= Task details =
Rewrite the material below as a numbered list, leaving out any blank lines.

= Data supplied =
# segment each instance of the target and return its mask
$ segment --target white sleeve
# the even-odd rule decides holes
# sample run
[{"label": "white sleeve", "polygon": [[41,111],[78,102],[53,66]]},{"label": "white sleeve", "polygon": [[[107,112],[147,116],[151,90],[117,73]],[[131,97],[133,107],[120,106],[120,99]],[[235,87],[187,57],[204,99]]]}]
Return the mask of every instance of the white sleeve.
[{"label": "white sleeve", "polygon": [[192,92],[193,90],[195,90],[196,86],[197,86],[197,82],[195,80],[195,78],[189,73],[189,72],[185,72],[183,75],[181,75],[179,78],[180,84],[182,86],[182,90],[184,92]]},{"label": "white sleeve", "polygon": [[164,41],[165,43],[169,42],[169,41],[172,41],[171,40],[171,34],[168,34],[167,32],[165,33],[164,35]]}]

= Finished answer =
1. # segment each instance of the target and return its mask
2. $ segment --target white sleeve
3. # the even-odd rule decides holes
4. # sample run
5. [{"label": "white sleeve", "polygon": [[41,111],[78,102],[53,66]]},{"label": "white sleeve", "polygon": [[[107,112],[147,116],[151,90],[117,73]],[[131,97],[133,107],[120,106],[120,99]],[[235,87],[187,57],[204,99]]]}]
6. Return the mask of every instance of the white sleeve.
7. [{"label": "white sleeve", "polygon": [[192,92],[193,90],[195,90],[196,86],[197,86],[197,82],[195,80],[195,78],[189,73],[189,72],[185,72],[183,75],[181,75],[179,78],[180,84],[182,86],[182,90],[184,92]]},{"label": "white sleeve", "polygon": [[164,41],[165,43],[169,42],[169,41],[172,41],[171,40],[171,34],[168,34],[167,32],[165,33],[164,35]]}]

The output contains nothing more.